Report how many lines in the listing below contain the word "foliage". Reply with only the number.

====== Data lines ======

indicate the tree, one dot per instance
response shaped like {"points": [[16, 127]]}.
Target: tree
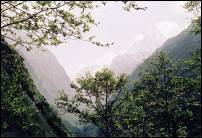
{"points": [[97, 100], [50, 22], [166, 97], [195, 7]]}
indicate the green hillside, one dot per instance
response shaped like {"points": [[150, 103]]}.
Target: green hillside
{"points": [[24, 111], [178, 48]]}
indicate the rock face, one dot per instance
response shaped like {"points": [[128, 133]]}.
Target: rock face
{"points": [[24, 109], [127, 62], [48, 75], [124, 63], [178, 47]]}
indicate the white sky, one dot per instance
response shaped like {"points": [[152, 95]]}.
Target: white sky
{"points": [[128, 30]]}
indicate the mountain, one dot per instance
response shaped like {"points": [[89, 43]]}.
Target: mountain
{"points": [[143, 48], [178, 47], [124, 63], [24, 111], [50, 77]]}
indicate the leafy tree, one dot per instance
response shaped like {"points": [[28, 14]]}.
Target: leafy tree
{"points": [[50, 22], [98, 100], [195, 7]]}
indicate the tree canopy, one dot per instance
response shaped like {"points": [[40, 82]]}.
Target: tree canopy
{"points": [[51, 22]]}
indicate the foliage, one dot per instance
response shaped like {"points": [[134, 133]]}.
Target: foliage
{"points": [[51, 22], [170, 97], [97, 100], [165, 101], [21, 104], [195, 7]]}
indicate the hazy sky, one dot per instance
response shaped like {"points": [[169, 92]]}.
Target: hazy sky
{"points": [[127, 30]]}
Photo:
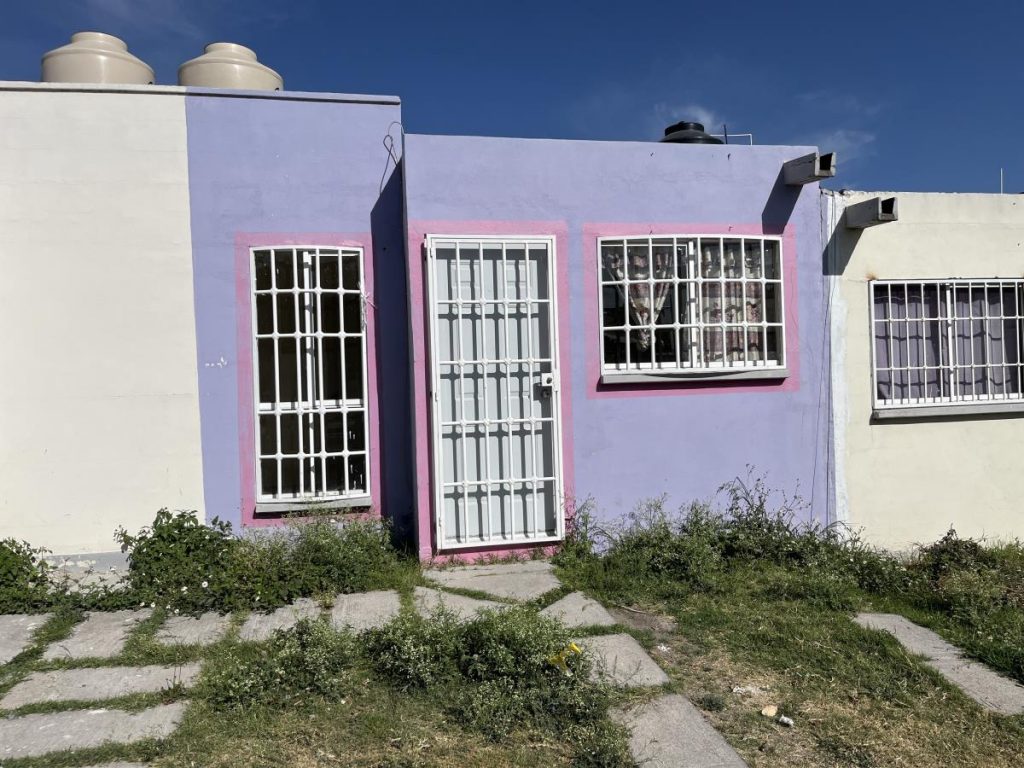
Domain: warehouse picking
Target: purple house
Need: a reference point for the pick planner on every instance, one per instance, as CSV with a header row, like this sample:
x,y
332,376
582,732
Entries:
x,y
467,336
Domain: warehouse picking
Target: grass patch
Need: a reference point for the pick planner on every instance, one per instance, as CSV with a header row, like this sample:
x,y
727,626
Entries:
x,y
762,606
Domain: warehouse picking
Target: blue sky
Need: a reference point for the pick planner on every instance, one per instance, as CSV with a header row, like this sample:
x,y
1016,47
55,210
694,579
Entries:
x,y
914,95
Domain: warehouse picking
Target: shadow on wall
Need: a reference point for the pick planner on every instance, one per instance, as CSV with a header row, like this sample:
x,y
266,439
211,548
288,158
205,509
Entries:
x,y
778,207
391,312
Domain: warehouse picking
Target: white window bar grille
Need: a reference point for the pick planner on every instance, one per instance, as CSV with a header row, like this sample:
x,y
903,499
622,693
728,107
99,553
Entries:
x,y
947,342
495,390
691,303
309,375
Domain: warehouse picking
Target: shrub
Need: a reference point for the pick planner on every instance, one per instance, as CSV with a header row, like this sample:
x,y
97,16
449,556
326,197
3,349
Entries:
x,y
183,564
310,658
24,577
180,562
354,556
414,652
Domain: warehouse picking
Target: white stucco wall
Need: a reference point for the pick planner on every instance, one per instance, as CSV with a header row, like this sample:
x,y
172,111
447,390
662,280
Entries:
x,y
98,398
909,481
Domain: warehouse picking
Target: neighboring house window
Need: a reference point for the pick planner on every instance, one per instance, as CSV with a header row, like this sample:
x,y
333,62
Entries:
x,y
310,374
691,304
947,342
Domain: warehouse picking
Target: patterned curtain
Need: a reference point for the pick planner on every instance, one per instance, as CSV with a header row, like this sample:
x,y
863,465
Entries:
x,y
642,307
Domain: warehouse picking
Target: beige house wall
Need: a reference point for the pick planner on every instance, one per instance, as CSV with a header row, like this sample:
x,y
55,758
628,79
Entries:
x,y
908,481
98,398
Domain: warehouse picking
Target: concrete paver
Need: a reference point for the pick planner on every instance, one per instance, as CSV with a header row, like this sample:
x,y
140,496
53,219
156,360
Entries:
x,y
260,627
365,610
988,688
203,630
16,631
427,601
621,659
670,732
99,636
517,581
33,735
96,683
577,609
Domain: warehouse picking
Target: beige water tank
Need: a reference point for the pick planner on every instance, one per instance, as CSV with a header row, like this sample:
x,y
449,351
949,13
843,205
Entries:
x,y
229,66
95,57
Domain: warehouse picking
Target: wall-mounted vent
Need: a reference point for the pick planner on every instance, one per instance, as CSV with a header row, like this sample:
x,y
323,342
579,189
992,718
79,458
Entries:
x,y
95,57
688,133
229,66
810,168
871,212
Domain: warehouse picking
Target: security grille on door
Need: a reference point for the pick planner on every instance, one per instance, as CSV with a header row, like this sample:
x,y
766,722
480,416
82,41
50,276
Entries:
x,y
310,376
495,390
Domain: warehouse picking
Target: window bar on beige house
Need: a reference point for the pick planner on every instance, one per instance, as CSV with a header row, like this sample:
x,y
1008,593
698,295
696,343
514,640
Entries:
x,y
951,342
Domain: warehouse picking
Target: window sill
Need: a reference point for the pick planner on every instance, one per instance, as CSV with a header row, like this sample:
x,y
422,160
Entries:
x,y
301,507
654,377
947,412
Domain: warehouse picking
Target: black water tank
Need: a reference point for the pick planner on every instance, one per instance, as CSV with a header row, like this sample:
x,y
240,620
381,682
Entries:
x,y
688,133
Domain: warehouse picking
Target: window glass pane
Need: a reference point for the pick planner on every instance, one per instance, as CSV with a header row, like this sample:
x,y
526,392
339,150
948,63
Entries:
x,y
754,302
612,263
614,347
290,477
665,303
353,369
357,472
733,259
773,302
638,260
356,431
752,258
665,346
331,312
613,306
332,369
773,344
268,476
267,435
330,275
290,434
264,313
772,268
286,312
288,370
262,267
353,312
711,258
284,266
350,272
264,349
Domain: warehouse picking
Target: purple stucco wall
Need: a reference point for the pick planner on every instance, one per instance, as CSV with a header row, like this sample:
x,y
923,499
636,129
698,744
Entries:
x,y
635,442
288,169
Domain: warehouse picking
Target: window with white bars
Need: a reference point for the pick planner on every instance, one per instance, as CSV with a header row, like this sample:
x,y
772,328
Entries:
x,y
947,342
691,304
310,375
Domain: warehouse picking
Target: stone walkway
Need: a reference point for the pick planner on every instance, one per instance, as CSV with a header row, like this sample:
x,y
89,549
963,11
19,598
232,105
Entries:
x,y
991,690
666,731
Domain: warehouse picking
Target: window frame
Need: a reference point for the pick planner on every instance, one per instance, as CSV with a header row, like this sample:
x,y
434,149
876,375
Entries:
x,y
611,374
279,503
948,363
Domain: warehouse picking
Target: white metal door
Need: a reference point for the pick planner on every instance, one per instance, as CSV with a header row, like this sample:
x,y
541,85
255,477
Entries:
x,y
495,391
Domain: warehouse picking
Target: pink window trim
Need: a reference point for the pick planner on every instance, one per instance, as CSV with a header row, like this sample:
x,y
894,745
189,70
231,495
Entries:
x,y
243,314
592,324
418,229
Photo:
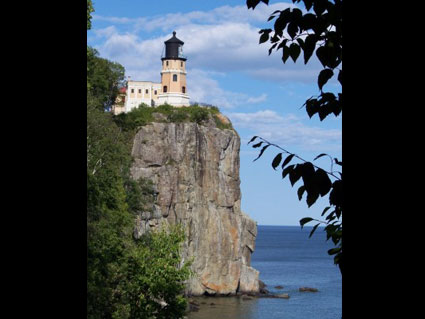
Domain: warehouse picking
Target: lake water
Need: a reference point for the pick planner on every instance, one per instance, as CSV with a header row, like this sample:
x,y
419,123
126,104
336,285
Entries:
x,y
285,256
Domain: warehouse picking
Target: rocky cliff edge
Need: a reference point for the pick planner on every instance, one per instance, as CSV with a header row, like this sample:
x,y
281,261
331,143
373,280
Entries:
x,y
195,170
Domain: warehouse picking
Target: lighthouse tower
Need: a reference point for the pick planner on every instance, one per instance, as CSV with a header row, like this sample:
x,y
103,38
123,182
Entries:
x,y
173,74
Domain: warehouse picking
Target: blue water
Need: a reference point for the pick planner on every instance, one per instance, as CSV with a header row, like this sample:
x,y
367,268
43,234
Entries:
x,y
285,256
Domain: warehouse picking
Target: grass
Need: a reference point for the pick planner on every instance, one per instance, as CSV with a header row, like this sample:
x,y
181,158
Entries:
x,y
144,114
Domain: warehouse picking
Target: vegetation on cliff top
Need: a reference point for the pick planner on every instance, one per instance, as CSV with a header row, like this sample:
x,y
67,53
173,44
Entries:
x,y
145,114
126,277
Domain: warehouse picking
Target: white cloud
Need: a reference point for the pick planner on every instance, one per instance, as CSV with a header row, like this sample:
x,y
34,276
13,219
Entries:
x,y
203,88
217,42
287,131
258,99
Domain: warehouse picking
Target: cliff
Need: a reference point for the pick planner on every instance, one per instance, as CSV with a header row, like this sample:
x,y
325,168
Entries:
x,y
195,170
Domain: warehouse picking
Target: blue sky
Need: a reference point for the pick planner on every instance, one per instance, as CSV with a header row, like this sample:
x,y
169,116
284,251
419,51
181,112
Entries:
x,y
227,67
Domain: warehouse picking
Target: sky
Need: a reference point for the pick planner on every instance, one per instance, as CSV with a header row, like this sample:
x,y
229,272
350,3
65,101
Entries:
x,y
227,67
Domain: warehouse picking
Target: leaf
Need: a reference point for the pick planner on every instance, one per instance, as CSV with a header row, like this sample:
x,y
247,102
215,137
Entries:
x,y
265,34
335,197
325,210
287,160
276,160
333,251
264,37
305,220
322,55
285,54
309,46
294,51
261,152
324,77
318,156
319,6
272,47
301,43
296,15
312,196
311,106
340,76
287,170
308,21
295,174
300,192
252,139
292,29
314,228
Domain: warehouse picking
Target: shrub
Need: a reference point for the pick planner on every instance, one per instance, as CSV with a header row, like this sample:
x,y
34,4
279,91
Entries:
x,y
198,114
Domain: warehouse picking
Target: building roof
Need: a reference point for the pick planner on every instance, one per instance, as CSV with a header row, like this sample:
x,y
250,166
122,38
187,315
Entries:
x,y
174,39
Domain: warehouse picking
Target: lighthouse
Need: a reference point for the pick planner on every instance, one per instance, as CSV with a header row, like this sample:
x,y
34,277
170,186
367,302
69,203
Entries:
x,y
173,74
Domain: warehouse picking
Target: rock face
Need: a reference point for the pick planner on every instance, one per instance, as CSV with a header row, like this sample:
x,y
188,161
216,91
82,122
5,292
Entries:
x,y
195,170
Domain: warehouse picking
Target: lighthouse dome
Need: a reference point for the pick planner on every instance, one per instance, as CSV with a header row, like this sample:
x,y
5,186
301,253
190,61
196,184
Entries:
x,y
174,48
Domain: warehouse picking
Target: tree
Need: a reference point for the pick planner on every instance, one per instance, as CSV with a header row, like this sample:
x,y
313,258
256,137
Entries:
x,y
318,31
104,78
127,278
90,9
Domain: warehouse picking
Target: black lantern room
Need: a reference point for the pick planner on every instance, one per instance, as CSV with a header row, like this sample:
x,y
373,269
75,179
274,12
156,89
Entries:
x,y
174,49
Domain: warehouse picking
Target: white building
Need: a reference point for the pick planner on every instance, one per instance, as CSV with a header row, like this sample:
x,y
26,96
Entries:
x,y
172,89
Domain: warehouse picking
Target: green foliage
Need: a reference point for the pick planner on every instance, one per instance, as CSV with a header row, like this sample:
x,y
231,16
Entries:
x,y
126,278
317,32
145,114
140,195
103,79
150,279
90,9
137,117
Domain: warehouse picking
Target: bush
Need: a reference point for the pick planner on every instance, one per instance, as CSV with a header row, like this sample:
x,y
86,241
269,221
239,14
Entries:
x,y
177,116
198,114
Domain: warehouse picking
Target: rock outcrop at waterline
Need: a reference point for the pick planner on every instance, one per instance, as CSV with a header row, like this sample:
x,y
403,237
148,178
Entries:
x,y
195,170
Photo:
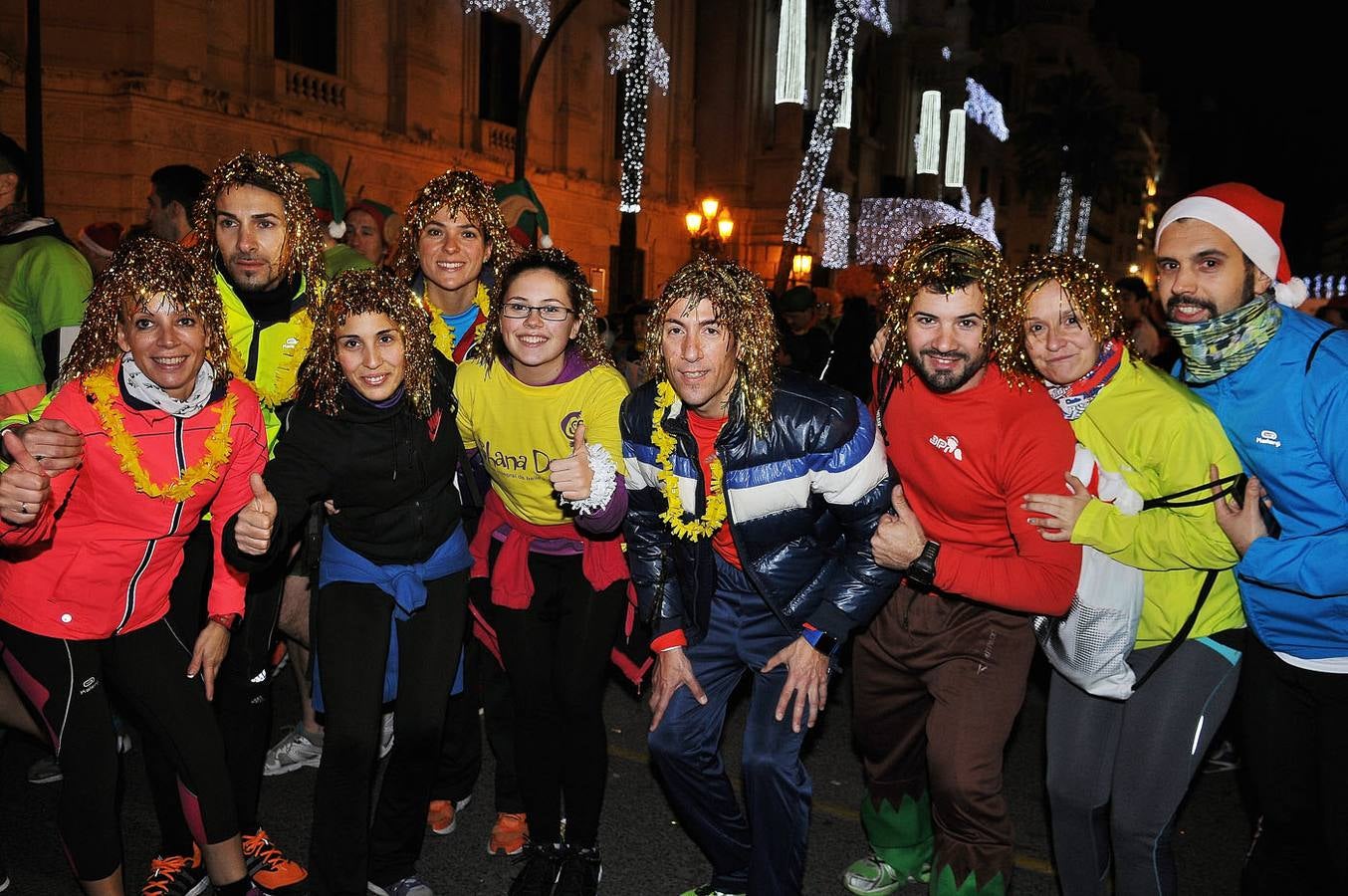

======

§ **Complete response**
3